-- DATASET RECORDS follows --

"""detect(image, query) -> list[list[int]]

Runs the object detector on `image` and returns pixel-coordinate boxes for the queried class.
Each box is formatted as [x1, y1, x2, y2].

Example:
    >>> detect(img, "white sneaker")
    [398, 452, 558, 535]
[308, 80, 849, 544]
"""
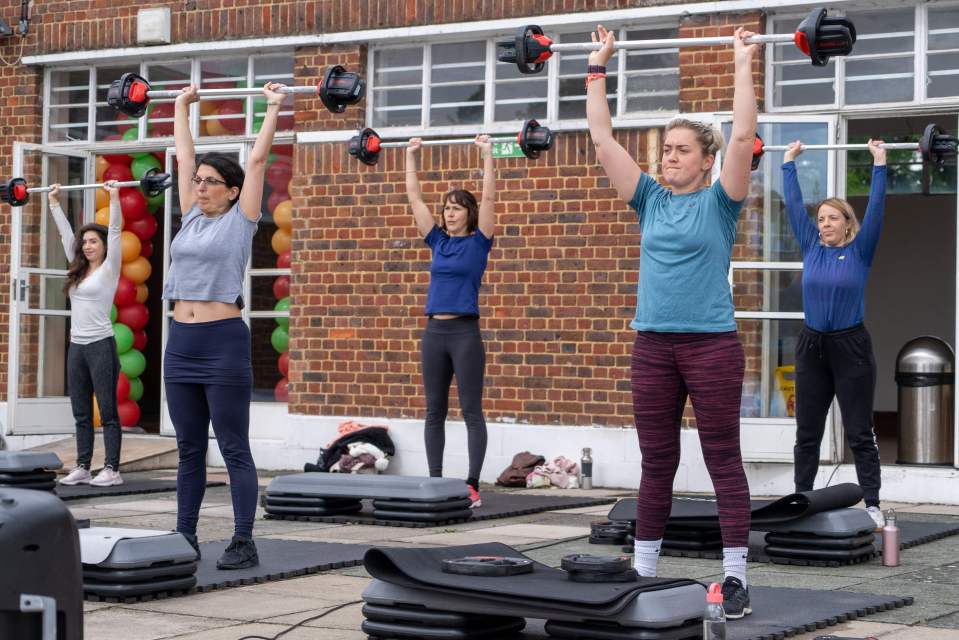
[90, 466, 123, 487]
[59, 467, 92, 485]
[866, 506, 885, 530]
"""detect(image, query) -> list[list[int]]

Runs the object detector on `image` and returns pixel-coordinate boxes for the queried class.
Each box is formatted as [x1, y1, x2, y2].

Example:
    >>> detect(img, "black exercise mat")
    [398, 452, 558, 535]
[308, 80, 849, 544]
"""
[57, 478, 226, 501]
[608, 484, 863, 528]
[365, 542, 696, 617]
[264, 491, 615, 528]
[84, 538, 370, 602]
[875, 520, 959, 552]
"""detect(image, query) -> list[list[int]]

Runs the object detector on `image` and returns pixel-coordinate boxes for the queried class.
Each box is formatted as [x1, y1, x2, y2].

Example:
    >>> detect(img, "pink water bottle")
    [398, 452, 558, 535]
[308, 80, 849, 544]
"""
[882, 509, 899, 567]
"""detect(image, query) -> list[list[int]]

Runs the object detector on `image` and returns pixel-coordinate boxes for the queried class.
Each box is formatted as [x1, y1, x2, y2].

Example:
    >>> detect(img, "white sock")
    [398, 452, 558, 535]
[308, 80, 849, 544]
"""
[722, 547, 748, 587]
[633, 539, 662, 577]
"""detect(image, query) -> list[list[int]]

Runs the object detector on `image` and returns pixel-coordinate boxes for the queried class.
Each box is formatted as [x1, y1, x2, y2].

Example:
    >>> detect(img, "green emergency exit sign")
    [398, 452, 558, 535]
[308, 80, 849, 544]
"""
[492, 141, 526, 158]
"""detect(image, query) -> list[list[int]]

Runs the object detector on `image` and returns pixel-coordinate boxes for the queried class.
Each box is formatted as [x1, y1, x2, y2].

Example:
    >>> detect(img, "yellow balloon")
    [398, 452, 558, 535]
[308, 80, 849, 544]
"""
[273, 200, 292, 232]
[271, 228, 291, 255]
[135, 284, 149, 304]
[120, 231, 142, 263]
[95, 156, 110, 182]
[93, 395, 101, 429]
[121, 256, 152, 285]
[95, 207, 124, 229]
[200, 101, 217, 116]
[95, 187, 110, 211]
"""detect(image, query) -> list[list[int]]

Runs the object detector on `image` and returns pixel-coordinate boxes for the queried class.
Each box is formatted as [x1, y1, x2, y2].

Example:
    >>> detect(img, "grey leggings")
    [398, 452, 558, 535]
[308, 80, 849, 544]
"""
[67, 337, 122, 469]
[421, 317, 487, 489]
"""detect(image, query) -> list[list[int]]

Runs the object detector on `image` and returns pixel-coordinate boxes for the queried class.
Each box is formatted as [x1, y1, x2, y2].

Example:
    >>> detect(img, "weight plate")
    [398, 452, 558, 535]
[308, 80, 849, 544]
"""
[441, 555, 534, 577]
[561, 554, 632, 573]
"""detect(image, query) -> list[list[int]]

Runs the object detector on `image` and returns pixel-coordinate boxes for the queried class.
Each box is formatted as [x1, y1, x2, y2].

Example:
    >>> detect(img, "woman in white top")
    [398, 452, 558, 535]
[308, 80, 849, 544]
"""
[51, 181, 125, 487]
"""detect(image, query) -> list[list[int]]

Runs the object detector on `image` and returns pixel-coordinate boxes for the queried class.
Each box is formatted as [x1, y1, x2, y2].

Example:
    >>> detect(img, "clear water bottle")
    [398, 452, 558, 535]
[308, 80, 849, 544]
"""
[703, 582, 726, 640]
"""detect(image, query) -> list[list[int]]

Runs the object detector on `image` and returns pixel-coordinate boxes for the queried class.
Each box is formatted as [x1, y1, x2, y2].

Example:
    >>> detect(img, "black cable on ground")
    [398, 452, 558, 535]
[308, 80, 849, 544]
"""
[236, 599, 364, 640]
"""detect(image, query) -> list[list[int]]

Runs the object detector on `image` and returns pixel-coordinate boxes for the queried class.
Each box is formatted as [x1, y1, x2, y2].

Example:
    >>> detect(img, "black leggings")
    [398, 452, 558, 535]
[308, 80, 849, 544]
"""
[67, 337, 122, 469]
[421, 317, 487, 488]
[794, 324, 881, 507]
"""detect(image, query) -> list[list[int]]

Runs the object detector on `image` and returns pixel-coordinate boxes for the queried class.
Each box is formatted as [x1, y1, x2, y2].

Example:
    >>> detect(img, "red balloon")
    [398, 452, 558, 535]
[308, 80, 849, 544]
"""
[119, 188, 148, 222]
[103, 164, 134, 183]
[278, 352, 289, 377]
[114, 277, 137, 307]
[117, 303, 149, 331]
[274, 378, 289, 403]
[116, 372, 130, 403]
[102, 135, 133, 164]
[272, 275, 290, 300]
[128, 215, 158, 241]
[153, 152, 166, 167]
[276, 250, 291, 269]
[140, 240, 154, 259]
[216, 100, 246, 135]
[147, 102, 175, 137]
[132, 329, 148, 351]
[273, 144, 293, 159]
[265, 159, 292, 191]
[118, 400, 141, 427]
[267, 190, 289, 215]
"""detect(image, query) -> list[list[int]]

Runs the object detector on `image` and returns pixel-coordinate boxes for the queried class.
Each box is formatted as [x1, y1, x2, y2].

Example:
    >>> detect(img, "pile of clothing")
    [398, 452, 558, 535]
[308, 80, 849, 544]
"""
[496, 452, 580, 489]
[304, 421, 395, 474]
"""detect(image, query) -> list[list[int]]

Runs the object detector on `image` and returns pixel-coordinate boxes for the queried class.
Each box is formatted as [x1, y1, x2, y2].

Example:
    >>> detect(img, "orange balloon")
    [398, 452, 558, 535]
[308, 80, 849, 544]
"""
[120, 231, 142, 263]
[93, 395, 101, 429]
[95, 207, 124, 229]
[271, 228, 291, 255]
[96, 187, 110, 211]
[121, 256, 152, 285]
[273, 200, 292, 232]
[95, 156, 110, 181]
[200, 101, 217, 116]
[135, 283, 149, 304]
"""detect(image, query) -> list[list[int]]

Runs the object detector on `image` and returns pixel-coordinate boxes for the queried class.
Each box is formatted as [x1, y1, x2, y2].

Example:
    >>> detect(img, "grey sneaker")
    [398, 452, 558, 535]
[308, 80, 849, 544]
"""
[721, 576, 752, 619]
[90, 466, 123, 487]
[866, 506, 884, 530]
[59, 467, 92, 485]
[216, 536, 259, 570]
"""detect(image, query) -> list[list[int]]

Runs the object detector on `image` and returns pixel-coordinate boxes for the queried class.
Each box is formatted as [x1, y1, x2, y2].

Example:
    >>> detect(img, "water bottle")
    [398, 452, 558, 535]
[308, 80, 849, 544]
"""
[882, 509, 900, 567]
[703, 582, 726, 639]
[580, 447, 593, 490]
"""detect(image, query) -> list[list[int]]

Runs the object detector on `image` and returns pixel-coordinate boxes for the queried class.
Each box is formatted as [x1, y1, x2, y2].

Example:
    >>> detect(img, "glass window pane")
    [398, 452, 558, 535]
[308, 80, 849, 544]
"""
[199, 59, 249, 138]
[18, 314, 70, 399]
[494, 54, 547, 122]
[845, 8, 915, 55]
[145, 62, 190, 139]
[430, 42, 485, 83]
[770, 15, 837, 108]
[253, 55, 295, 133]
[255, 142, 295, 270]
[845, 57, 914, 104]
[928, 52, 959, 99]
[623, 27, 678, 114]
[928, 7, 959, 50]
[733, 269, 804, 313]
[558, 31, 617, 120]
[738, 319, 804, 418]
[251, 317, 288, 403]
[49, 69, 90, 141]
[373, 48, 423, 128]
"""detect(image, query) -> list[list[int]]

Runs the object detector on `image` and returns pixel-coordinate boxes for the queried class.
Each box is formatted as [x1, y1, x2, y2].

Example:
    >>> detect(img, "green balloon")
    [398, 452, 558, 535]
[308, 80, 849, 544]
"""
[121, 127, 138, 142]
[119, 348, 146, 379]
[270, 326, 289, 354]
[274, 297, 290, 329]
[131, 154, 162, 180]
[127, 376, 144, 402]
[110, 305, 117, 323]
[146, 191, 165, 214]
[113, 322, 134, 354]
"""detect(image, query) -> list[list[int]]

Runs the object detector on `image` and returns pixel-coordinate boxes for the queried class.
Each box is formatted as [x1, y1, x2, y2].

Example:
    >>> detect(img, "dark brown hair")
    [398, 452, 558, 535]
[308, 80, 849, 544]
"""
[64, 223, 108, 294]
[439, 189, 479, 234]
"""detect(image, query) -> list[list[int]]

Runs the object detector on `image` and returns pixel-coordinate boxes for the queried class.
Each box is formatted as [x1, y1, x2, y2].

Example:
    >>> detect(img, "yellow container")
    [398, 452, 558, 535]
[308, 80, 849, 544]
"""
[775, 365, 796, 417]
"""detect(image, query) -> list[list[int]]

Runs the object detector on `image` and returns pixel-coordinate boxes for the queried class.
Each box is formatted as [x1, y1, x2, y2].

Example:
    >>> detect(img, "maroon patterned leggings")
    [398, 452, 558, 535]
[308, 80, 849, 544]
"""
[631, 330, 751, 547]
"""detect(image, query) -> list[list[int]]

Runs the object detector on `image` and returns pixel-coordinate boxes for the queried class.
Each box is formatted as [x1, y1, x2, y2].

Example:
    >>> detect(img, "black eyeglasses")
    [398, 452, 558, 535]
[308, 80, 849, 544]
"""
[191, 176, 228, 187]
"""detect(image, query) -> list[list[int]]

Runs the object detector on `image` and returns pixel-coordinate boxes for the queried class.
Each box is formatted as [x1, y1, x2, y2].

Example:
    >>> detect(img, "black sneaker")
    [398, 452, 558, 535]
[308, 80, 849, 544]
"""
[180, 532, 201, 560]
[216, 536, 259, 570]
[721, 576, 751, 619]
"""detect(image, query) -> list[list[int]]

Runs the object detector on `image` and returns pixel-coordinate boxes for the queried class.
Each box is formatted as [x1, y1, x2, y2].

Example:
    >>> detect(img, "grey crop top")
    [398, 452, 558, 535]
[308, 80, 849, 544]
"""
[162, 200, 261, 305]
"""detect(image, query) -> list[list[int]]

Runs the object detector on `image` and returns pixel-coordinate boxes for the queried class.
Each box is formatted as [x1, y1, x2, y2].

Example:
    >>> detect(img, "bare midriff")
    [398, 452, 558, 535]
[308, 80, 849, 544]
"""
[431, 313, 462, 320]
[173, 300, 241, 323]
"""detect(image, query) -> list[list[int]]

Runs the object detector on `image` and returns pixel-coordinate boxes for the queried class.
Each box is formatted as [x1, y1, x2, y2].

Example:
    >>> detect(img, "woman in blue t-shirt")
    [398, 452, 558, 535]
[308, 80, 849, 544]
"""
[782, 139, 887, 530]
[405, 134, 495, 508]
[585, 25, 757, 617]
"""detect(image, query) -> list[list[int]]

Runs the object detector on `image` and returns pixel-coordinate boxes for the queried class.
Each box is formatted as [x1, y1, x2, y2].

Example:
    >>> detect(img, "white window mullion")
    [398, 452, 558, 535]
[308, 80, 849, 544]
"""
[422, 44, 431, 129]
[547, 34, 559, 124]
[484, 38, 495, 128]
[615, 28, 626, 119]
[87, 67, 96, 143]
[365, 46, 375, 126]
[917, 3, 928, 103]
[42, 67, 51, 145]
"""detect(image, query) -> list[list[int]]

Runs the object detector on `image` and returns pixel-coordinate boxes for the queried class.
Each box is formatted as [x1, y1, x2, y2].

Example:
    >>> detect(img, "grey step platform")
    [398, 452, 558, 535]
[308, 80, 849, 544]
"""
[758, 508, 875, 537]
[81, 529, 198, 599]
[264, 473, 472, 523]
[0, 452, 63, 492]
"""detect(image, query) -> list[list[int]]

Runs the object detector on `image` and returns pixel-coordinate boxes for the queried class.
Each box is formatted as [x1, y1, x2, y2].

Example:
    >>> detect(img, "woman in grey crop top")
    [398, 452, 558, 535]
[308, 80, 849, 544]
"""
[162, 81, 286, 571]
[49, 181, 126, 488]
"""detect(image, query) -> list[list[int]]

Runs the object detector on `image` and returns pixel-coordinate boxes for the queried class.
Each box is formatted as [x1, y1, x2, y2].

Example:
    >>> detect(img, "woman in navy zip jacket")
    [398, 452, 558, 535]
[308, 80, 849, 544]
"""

-- DATASET RECORDS concluded --

PROBLEM REQUIREMENTS —
Working through the records above, copy each line in which "water" is found.

SOLUTION TO THE EXERCISE —
    >>> detect(img, "pink water bottle")
    >>> detect(img, "clear water bottle")
    >>> detect(img, "water bottle")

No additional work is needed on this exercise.